■ **УСЛОВИЯ ЗАДАНИЯ**
Допишите, пожалуйста, следующую часть текста об эвакуированных летом 1941 года, начав сразу после его последнего предложения.

■ **ВЫБРАННЫЙ ОТРЫВОК**

Николай Николаевич Семенов родился в 1930 г. в Саратове. В 1948 г. окончил 20-ю мужскую среднюю школу, в 1954 г. - химический факультет Саратовского государственного университета. Работал в промышленности. Всю жизнь увлекаясь краеведением, в соавторстве с братом Виктором Николаевичем выпустил книги по истории Саратовского края: «Саратов купеческий», «Саратов мещанский», «Саратов дворянский» и др.
Эвакуированные
Июль 1941 года. Мы всё ещё живем на 5-й Дачной остановке, снимаем на лето комнату у хозяйки. Рядом, на Трофимовском разъезде, останавливаются эшелоны товарных вагонов с эвакуированными, стоят здесь иногда день-два. Поздним вечером видим мы огоньки костров около теплушек, чуем слабый запах пшённого кулеша, и доносятся до нас песни, напетые девичьими голосами.

■ **СОХРАНЁННЫЕ ДАННЫЕ**
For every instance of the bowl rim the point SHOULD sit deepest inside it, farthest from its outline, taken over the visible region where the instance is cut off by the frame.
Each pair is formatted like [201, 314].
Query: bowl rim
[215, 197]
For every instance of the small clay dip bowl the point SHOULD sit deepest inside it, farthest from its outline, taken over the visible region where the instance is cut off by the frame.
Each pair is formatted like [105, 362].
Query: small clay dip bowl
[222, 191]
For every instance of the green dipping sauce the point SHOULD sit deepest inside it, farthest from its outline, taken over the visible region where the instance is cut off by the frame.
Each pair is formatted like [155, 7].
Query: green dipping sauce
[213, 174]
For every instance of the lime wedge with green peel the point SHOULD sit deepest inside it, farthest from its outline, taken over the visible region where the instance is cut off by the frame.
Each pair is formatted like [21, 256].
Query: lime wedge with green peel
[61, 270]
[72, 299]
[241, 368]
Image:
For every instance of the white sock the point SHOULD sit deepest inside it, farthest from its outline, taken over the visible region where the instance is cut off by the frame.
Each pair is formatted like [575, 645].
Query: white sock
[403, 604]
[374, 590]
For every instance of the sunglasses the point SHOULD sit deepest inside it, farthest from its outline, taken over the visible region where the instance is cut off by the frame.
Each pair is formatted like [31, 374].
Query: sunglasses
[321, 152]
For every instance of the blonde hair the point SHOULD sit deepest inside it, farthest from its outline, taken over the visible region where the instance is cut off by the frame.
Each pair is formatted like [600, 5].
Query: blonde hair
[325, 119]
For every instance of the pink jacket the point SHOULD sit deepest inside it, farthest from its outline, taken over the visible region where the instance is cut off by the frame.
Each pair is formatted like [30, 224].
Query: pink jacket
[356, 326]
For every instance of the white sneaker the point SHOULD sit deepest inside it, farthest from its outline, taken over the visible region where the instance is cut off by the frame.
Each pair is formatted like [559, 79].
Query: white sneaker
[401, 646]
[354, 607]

■ **РЕЗУЛЬТАТ**
Отец взволнованно слушает и, улыбаясь, говорит: «Это наши, орловские народные песни. Только там у нас так и поют». Сам отец родом из тамошних мест, не был на родине с 1919 года.
А через неделю занимаемую нами комнату в хозяйском доме забирают под поселение эвакуированных, и мы переезжаем в нашу городскую квартиру.
В городе пару раз видел – подъезжает к какому-нибудь дому или двору грузовая машина, в кузове люди с узлами и чемоданами, их распределяют на подселение к тем, у кого есть более-менее свободная площадь. Впрочем, говорят, кое у кого есть «охранная грамота» – «бронь».
У Сарычевых в нашем доме забирают меньшую комнату и поселяют там семью – мужа, жену и ребёнка. У супругов Пардыко конфискуют одну комнату из двух. К Хреновым (три комнаты на четырех человек) сотрудница домоуправления приводит женщину с девочкой лет десяти, показывает ордер на подселение. Старший сын Генка запирает квартиру и несётся к матери в Управление РУЖД на соседней улице.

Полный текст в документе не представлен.